SET EXERCISE » Repeat only the lines from the one holding "Where can the red jersey" down to the last line of the listing below, including both of those lines.

--- START TASK INPUTS ---

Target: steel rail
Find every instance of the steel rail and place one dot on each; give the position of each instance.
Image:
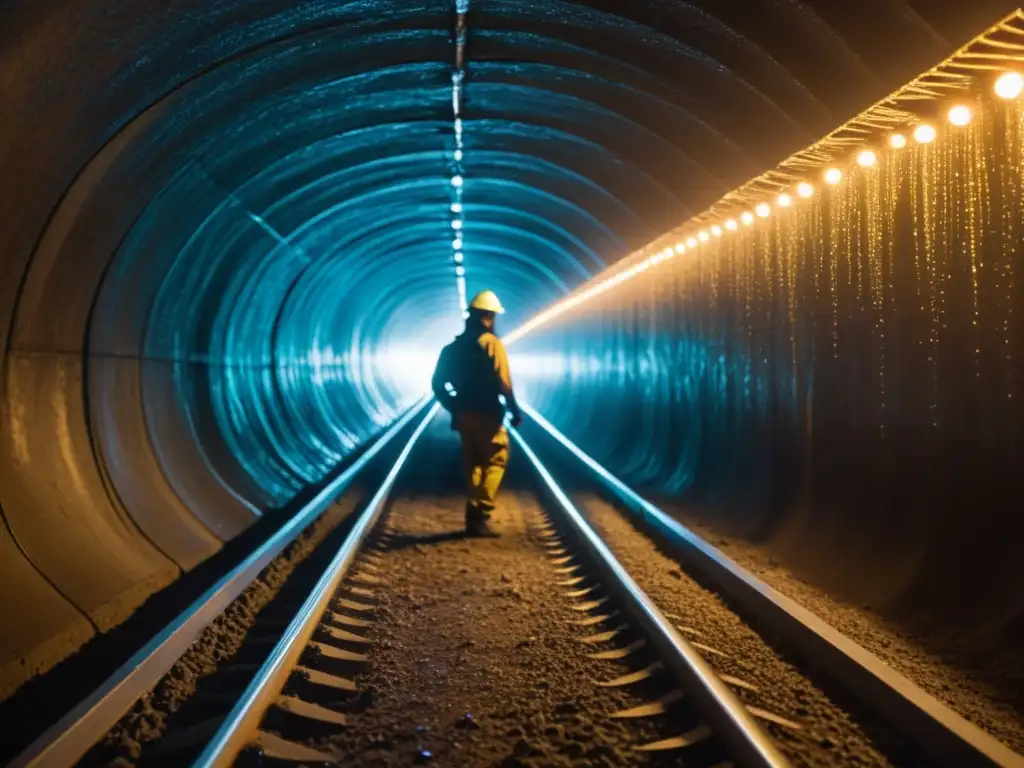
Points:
(243, 722)
(72, 736)
(749, 743)
(932, 726)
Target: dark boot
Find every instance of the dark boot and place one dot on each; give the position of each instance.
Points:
(476, 523)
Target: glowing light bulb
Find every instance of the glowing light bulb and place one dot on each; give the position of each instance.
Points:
(923, 134)
(866, 159)
(961, 115)
(1009, 85)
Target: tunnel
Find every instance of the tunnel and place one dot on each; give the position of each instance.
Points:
(236, 235)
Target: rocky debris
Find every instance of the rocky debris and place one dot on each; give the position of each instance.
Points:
(834, 729)
(495, 675)
(147, 722)
(985, 688)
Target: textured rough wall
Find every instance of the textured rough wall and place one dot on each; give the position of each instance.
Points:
(844, 376)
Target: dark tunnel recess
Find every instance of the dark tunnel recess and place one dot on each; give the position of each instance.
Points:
(227, 243)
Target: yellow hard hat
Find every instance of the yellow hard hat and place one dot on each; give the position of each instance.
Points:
(486, 301)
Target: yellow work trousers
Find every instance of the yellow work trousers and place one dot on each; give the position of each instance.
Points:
(484, 456)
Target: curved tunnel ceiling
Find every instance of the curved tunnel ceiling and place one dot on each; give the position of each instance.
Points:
(253, 199)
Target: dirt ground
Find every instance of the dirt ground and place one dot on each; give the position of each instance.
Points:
(476, 658)
(988, 692)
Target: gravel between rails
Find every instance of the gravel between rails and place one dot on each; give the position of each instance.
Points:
(474, 657)
(148, 727)
(830, 735)
(998, 711)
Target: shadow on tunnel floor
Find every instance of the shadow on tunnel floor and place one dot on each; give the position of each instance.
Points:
(44, 699)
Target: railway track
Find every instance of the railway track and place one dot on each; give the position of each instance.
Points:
(307, 684)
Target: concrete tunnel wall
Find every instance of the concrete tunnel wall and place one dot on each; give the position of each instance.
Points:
(226, 253)
(842, 380)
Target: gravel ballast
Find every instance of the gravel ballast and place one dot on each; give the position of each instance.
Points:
(476, 659)
(930, 663)
(184, 706)
(833, 730)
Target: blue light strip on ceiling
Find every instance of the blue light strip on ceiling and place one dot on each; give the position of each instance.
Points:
(458, 177)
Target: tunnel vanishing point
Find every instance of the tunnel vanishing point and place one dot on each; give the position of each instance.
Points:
(232, 236)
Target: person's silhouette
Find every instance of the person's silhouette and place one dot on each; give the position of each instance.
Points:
(471, 379)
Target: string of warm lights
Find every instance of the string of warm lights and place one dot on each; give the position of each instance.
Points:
(1008, 86)
(457, 173)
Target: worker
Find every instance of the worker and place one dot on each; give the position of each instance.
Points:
(471, 380)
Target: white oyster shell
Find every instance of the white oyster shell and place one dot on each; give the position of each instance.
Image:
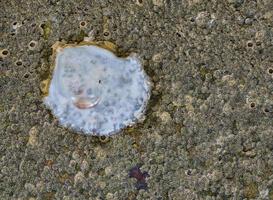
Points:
(95, 92)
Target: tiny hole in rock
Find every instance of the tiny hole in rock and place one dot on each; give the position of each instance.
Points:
(258, 43)
(252, 105)
(106, 34)
(270, 71)
(18, 63)
(26, 75)
(5, 52)
(83, 23)
(42, 26)
(250, 44)
(32, 44)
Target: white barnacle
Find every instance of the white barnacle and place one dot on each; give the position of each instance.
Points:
(95, 92)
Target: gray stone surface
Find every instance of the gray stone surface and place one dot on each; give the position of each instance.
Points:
(208, 132)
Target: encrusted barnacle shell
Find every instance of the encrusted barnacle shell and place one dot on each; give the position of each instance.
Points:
(95, 92)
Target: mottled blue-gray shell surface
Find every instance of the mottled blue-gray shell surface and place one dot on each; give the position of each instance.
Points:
(95, 92)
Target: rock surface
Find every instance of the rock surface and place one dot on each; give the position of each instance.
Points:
(208, 132)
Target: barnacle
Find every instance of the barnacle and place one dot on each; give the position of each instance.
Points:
(93, 91)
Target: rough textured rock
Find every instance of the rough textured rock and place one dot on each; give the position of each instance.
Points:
(208, 132)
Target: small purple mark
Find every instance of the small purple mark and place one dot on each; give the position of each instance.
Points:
(140, 177)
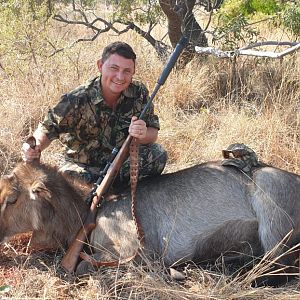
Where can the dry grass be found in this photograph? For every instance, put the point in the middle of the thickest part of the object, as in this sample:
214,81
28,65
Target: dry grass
200,115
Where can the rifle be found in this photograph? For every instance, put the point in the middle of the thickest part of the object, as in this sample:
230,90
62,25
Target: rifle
70,259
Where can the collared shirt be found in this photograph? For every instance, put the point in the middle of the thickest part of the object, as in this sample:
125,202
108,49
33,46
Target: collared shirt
89,128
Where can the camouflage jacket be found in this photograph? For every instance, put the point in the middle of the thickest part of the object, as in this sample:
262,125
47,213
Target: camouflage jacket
90,129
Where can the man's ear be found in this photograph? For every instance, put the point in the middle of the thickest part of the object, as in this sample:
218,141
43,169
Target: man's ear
100,64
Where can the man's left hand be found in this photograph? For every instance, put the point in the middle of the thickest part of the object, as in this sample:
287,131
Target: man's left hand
138,128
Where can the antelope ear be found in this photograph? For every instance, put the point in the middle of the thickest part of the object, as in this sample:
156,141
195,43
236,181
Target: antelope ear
38,190
9,191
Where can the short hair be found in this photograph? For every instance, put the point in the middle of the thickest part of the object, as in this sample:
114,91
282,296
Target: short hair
120,48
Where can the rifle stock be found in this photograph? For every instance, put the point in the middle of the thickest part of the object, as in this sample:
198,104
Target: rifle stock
70,259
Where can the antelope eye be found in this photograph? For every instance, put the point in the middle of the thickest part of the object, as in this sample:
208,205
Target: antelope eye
12,199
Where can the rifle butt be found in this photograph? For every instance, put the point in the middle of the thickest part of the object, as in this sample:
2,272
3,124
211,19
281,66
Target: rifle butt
70,259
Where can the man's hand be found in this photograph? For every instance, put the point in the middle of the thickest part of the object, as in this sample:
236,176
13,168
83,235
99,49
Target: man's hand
138,128
29,154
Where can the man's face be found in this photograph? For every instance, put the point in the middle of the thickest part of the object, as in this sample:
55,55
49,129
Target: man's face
117,72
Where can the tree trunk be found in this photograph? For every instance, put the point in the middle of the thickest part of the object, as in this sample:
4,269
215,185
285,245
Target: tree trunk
181,21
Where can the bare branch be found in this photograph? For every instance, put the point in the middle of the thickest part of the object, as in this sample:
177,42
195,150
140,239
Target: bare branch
293,46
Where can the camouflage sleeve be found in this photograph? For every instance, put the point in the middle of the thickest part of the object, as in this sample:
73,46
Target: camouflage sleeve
62,118
150,117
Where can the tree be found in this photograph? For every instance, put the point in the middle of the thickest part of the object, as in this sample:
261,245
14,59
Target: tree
138,14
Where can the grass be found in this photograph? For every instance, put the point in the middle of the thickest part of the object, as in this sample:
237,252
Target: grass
200,115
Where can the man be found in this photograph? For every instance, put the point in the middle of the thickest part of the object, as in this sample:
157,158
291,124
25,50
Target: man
94,118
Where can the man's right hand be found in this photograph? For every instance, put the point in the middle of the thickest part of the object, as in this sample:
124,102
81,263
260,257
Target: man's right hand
29,154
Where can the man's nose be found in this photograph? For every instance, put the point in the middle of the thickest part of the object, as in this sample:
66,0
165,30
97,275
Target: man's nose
120,75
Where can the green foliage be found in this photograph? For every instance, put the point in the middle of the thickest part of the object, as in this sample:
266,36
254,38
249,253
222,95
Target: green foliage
233,25
142,12
23,29
235,17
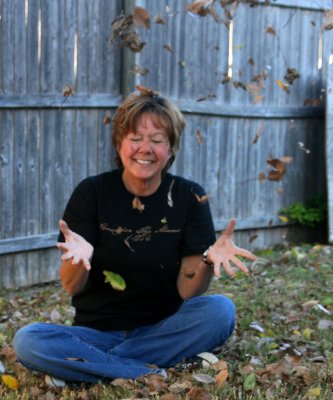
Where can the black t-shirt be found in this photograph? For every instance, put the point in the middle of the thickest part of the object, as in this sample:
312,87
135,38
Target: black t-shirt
145,247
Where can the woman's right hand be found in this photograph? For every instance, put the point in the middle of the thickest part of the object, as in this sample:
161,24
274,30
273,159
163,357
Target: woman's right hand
75,247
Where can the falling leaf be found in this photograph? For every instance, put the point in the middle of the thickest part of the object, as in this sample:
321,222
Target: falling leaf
167,47
271,30
283,218
279,169
302,147
10,382
324,324
203,378
249,382
291,75
203,8
159,20
209,96
201,199
115,280
313,392
124,34
308,305
145,91
258,134
107,118
328,20
197,393
222,376
283,86
68,91
139,70
238,84
137,205
199,136
141,17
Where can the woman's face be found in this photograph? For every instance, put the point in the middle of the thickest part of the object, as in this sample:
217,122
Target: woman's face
145,152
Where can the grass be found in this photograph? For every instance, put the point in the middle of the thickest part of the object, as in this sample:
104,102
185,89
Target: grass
282,347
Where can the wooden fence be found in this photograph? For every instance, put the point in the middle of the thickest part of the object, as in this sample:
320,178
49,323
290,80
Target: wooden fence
230,84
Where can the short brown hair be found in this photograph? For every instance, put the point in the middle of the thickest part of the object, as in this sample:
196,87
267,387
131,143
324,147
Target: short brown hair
163,112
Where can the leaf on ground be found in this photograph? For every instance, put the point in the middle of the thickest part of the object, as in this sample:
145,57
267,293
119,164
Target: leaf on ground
197,393
115,280
249,382
203,378
141,17
222,376
10,382
137,205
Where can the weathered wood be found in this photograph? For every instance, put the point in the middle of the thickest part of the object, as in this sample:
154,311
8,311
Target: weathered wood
329,149
48,143
98,100
26,243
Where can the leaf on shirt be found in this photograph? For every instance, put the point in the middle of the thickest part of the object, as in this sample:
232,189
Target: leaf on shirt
115,280
137,205
201,199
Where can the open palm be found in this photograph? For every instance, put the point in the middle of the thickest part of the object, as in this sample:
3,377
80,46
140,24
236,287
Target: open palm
75,247
224,252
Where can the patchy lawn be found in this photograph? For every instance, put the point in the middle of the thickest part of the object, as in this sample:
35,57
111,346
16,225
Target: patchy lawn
282,347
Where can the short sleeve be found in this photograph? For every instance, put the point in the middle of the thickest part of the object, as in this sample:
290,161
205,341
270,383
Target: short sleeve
199,231
81,211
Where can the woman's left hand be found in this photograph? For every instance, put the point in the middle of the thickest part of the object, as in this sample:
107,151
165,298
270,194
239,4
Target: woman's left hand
224,251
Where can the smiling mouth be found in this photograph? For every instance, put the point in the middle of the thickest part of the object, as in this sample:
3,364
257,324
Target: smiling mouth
144,162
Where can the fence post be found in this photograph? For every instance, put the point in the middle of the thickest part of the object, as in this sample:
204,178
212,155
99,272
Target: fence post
329,149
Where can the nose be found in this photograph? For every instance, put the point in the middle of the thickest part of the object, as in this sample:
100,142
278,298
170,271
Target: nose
146,146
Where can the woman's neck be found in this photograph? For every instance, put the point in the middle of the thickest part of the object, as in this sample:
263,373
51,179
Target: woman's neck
140,187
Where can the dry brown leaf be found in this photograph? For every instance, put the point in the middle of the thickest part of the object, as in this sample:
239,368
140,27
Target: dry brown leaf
328,20
280,368
283,85
68,91
199,136
124,33
167,47
155,382
139,70
291,75
137,205
279,169
258,134
197,393
201,199
178,387
145,91
141,17
107,118
159,20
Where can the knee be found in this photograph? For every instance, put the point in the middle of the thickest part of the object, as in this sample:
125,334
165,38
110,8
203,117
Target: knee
26,340
222,313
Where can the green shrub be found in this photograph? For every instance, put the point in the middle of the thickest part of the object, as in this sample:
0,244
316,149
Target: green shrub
310,214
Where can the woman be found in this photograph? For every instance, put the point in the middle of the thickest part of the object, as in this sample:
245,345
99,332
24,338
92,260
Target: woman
153,229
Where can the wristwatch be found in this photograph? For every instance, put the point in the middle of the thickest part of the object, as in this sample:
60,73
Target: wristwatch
205,259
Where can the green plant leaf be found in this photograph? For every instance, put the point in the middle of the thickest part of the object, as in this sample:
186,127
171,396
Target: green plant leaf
115,280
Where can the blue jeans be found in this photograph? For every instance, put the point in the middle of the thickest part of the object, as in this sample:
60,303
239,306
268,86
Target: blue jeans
76,353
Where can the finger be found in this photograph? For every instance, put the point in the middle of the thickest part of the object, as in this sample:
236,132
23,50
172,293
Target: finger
240,265
245,253
217,270
86,265
66,256
64,228
230,227
228,269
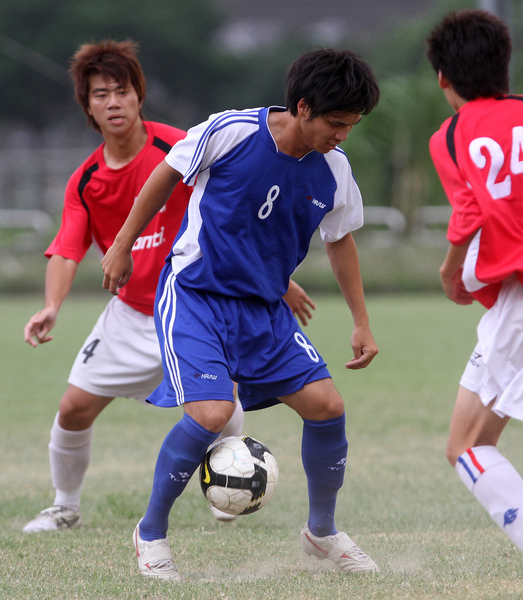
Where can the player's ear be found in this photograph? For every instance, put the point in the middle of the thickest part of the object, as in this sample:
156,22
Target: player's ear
443,81
303,109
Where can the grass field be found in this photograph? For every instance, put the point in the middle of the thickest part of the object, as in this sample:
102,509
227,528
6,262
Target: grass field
401,502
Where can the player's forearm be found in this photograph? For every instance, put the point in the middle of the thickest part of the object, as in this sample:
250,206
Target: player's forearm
345,265
59,278
152,197
453,261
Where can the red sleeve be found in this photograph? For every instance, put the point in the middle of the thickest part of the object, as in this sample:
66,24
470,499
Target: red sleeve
74,236
466,216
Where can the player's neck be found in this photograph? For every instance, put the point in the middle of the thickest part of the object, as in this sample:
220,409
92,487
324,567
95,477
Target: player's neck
120,150
286,134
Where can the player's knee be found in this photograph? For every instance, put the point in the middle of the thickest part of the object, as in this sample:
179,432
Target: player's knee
212,415
79,410
329,407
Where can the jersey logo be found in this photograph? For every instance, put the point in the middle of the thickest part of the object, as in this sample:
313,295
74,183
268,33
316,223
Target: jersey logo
510,516
311,351
316,202
150,241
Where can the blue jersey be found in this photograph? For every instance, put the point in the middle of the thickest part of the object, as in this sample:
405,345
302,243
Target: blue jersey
254,210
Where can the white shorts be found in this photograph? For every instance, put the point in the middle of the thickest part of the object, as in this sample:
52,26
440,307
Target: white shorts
121,356
495,369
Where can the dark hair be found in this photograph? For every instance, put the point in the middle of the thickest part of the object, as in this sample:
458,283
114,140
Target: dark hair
471,49
111,60
331,80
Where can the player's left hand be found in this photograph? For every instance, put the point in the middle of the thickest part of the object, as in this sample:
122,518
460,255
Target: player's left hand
299,302
117,265
364,348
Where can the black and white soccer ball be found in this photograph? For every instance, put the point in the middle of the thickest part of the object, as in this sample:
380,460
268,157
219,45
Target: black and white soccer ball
238,475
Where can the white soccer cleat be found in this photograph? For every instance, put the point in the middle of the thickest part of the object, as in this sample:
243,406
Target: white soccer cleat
220,515
155,558
54,518
339,548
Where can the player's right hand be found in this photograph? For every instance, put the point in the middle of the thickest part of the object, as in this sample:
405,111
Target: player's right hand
455,289
117,265
38,327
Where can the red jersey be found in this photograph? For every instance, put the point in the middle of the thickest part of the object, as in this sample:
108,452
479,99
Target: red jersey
478,154
98,200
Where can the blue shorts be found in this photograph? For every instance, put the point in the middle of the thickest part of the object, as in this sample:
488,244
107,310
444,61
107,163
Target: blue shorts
208,340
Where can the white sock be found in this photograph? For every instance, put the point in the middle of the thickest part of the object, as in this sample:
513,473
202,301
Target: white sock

--- END TASK INPUTS ---

ANSWER »
Where can the red jersey be found in this photograph? For every instance, put the point in the middle of the thickest part of the object, as in this sample:
108,452
479,99
Target: red jersey
478,154
98,200
Where can the blue shorts be found in this photograph? For every instance, put the point in the middle of the thickest part of the object, as in this sample:
488,244
107,310
444,61
107,163
Target: blue shorts
208,340
Where can the white sock be found in this photograph? For every instance, put the point in the middle of the thickest part of the object, as in this sample:
513,473
202,301
Target: white sock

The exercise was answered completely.